## [TEXT SEGMENT]
━━━━

Series · ML Math Derivations · Chapter 17

ML Math Derivations (17): Dimensionality Reduction and PCA

High-dimensional spaces are hostile to distance-based learning. This article derives PCA from two equivalent angles (max variance and min reconstruction error), and extends to kernel PCA, LDA, t-SNE, and ICA -- with figures that show what each method actually does to the same data.

What This Article Covers

Feed a clustering algorithm $10{,}000$-dimensional data and it will most likely fail – not because the algorithm is broken, but because high-dimensional space is a hostile environment for distance-based learning. Volumes evaporate into thin shells, the ratio of nearest- to farthest-neighbour distances tends to $1$, and “closeness” stops carrying information. Dimensionality reduction is the response: project the data into a lower-dimensional space while keeping the structure that actually matters.

What you will learn:

  1. Why high-dimensional spaces behave counter-intuitively (the curse of dimensionality)
  2. PCA derived two equivalent ways: maximum variance and minimum reconstruction error
  3. How to choose $k$ in practice (scree plot, cumulative variance, reconstruction quality)

━━━━

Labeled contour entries
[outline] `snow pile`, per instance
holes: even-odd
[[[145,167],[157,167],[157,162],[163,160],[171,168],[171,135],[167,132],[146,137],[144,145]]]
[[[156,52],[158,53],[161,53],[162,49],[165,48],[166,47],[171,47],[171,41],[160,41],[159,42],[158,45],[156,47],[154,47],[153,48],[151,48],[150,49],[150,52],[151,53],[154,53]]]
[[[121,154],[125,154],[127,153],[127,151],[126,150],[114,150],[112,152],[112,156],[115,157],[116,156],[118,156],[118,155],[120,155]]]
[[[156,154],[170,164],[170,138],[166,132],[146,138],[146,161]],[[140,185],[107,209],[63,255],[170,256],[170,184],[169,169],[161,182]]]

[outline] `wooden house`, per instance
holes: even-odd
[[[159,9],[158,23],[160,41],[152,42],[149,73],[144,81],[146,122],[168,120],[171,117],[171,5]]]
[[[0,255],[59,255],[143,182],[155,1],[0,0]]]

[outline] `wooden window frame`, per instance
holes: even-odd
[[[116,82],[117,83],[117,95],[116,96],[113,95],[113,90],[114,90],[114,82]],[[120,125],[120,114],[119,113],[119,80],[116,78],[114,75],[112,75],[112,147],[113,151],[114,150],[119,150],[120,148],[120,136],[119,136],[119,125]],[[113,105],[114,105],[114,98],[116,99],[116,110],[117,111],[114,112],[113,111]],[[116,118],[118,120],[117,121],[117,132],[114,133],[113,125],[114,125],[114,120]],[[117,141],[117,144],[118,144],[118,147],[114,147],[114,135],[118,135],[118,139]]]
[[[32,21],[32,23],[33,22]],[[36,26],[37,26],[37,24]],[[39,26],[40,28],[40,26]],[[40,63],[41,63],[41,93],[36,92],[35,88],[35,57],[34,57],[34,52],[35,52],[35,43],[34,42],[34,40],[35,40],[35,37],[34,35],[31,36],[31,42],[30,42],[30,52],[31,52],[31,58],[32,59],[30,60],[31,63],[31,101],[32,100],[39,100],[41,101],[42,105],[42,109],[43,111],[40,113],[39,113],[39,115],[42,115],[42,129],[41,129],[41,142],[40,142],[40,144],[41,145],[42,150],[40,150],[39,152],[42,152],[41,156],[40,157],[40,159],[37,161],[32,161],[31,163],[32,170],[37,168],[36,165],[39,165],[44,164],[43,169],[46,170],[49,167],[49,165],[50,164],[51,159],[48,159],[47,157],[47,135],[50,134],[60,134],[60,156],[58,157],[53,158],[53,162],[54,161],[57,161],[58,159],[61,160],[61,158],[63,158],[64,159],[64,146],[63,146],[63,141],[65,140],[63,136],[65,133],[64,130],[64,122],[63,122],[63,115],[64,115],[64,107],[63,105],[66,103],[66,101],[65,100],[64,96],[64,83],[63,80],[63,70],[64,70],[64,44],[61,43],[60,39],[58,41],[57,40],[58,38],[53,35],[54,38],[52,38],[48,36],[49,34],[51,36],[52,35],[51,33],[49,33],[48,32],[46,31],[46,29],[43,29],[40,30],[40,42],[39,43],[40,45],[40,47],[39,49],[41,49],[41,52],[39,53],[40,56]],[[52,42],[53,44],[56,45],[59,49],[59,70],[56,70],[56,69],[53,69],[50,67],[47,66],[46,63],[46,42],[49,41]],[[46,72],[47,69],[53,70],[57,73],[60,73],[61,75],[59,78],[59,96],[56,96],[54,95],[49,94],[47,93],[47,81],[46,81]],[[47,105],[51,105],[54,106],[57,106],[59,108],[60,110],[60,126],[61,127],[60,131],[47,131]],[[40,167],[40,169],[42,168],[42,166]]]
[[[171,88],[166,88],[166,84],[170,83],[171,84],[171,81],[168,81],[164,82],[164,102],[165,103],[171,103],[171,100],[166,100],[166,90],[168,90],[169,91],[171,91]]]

━━━━

## [AIM]
Reproduce the dimensionality reduction article above in full, word for word.

## [SOLUTION TO THIS EXERCISE]
Series · ML Math Derivations · Chapter 17

ML Math Derivations (17): Dimensionality Reduction and PCA

High-dimensional spaces are hostile to distance-based learning. This article derives PCA from two equivalent angles (max variance and min reconstruction error), and extends to kernel PCA, LDA, t-SNE, and ICA -- with figures that show what each method actually does to the same data.

What This Article Covers

Feed a clustering algorithm $10{,}000$-dimensional data and it will most likely fail – not because the algorithm is broken, but because high-dimensional space is a hostile environment for distance-based learning. Volumes evaporate into thin shells, the ratio of nearest- to farthest-neighbour distances tends to $1$, and “closeness” stops carrying information. Dimensionality reduction is the response: project the data into a lower-dimensional space while keeping the structure that actually matters.

What you will learn:

  1. Why high-dimensional spaces behave counter-intuitively (the curse of dimensionality)
  2. PCA derived two equivalent ways: maximum variance and minimum reconstruction error
  3. How to choose $k$ in practice (scree plot, cumulative variance, reconstruction quality)